[start of Input for this task]

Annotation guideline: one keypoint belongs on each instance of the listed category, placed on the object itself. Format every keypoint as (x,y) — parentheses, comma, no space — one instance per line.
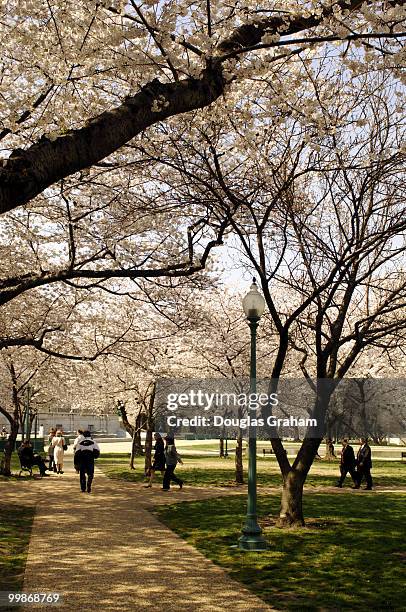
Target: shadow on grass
(15,531)
(349,557)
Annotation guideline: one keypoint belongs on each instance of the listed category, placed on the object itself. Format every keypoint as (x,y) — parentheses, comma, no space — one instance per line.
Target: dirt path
(106,551)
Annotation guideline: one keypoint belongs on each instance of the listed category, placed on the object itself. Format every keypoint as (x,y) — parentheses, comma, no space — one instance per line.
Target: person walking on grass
(364,464)
(159,459)
(59,445)
(172,459)
(51,450)
(79,438)
(87,450)
(29,458)
(347,464)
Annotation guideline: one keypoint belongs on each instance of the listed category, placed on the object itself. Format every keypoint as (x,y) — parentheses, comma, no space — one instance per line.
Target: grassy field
(15,531)
(213,471)
(349,557)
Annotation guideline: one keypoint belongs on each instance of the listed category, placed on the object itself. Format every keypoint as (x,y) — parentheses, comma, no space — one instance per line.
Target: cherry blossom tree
(80,80)
(319,215)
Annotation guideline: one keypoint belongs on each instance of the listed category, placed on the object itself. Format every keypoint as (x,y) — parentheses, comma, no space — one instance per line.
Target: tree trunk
(239,468)
(133,452)
(291,512)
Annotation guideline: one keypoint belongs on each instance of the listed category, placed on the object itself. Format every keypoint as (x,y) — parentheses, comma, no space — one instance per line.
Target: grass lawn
(15,530)
(213,471)
(349,557)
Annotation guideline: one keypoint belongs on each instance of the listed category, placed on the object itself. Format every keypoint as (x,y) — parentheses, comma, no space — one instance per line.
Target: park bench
(270,451)
(25,467)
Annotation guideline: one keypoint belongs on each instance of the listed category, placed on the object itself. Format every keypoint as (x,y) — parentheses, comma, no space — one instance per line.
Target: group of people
(166,458)
(56,450)
(359,467)
(85,449)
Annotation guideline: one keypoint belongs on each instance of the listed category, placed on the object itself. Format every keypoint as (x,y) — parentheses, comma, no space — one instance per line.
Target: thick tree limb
(29,172)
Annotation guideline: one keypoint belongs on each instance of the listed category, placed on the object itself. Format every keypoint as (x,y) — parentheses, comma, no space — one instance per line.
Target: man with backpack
(87,450)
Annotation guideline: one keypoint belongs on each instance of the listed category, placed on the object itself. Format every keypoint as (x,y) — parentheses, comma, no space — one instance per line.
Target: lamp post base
(253,542)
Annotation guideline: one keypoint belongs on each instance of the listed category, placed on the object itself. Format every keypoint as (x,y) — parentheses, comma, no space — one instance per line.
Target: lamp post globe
(251,539)
(253,303)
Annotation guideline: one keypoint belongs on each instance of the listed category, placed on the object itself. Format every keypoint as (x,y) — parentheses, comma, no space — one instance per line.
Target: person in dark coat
(364,464)
(347,464)
(159,459)
(28,458)
(172,459)
(87,450)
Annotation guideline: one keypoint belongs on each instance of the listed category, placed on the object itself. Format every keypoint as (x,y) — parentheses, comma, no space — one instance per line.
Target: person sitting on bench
(28,458)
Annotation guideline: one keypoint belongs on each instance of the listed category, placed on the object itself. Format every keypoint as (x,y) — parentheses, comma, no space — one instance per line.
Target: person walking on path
(159,458)
(172,459)
(364,464)
(347,464)
(59,445)
(51,462)
(78,439)
(29,458)
(87,450)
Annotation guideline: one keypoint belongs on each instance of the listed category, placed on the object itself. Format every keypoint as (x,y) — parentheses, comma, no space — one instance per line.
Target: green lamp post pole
(251,538)
(26,427)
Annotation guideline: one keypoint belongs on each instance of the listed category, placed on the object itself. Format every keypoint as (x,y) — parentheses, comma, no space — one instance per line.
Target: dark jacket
(159,454)
(26,454)
(364,457)
(348,457)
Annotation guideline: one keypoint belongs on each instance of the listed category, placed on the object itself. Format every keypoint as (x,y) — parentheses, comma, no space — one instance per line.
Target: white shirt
(77,440)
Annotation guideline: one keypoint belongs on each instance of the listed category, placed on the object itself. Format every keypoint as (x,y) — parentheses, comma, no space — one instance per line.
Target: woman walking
(58,442)
(159,459)
(51,462)
(172,459)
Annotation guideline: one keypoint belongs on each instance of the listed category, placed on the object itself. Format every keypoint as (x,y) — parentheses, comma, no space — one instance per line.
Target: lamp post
(251,538)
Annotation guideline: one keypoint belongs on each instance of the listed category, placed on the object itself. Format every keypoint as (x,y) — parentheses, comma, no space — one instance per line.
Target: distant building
(70,421)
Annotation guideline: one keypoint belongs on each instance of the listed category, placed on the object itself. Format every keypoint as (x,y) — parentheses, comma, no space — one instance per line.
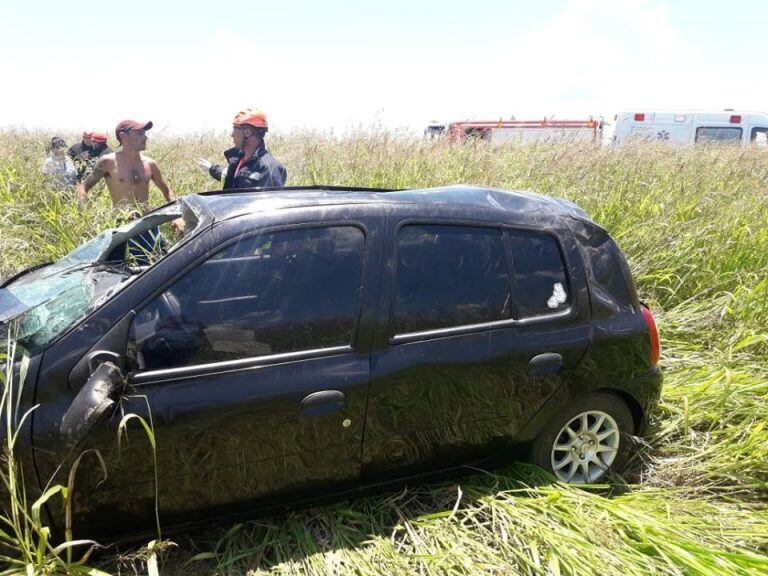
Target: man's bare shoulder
(107,161)
(150,162)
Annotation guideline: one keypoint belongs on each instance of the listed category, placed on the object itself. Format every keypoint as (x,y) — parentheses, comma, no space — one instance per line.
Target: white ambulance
(691,127)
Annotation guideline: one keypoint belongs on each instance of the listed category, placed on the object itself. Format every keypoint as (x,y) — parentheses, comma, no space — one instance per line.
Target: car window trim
(145,377)
(409,337)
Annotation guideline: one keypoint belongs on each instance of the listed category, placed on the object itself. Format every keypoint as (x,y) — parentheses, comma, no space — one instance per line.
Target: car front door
(473,350)
(252,369)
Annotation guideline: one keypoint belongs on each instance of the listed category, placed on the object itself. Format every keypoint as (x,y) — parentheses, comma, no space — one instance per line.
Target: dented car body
(307,342)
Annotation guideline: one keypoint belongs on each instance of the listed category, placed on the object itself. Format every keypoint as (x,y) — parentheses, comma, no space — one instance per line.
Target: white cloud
(596,57)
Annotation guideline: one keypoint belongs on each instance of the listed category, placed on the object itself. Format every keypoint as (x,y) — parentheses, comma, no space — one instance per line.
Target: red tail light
(654,335)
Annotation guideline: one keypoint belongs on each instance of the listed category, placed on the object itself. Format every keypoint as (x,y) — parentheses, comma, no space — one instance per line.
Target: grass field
(695,499)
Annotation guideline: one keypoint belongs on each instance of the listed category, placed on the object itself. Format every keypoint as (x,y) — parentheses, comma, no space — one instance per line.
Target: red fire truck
(521,131)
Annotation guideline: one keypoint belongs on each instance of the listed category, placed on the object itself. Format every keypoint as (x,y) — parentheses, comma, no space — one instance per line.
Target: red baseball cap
(128,125)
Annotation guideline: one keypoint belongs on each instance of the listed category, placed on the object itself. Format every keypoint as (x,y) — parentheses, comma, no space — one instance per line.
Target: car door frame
(69,352)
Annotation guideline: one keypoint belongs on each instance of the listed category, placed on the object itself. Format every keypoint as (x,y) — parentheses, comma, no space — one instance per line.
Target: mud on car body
(306,342)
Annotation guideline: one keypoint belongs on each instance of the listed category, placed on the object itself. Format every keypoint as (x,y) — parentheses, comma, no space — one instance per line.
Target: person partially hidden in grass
(86,152)
(249,164)
(127,172)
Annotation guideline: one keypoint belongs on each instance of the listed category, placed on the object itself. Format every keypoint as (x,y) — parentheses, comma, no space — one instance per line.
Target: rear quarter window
(539,280)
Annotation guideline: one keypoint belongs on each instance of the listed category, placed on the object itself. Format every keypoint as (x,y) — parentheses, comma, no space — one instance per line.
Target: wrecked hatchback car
(306,342)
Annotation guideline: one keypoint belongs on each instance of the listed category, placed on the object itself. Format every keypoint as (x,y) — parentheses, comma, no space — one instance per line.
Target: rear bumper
(646,391)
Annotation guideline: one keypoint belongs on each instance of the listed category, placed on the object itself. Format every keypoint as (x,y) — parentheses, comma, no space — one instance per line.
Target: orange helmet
(250,117)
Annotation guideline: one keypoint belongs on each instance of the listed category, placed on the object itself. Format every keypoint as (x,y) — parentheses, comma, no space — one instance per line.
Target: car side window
(449,276)
(540,285)
(274,293)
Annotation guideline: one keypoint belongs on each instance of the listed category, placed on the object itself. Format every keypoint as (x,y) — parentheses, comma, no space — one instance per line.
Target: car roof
(511,205)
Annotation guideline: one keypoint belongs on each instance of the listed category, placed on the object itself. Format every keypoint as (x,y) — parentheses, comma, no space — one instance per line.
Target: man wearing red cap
(249,164)
(87,151)
(127,172)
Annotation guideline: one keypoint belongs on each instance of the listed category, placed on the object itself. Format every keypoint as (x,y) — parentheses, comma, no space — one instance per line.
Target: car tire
(589,439)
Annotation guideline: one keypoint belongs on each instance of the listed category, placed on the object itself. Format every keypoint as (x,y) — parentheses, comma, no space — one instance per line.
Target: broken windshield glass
(41,305)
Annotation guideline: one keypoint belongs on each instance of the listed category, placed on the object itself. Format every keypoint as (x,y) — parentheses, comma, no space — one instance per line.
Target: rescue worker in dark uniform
(85,153)
(249,164)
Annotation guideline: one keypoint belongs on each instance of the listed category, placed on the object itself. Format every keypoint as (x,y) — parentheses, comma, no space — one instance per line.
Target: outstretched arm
(159,181)
(99,171)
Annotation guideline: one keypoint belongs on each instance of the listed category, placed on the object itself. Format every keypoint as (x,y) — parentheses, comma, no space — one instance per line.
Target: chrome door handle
(544,364)
(322,402)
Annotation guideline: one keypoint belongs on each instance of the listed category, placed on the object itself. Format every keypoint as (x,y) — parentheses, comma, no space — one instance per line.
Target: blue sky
(339,65)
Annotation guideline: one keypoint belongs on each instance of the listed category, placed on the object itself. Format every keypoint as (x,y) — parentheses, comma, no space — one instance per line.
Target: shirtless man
(127,172)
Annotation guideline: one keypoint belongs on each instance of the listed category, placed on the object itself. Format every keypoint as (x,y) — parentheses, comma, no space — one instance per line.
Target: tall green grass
(695,500)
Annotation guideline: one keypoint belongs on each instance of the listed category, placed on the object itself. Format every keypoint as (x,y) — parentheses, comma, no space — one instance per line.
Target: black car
(305,342)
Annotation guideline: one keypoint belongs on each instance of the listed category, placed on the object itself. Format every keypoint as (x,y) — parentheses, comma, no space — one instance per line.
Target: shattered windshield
(41,305)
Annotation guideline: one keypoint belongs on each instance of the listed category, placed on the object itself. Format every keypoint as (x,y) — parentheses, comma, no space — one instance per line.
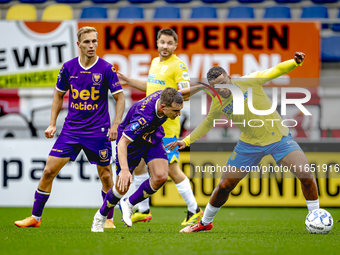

[end of Input for this task]

How many lines of the material above contain the string "person"? Give only the number.

5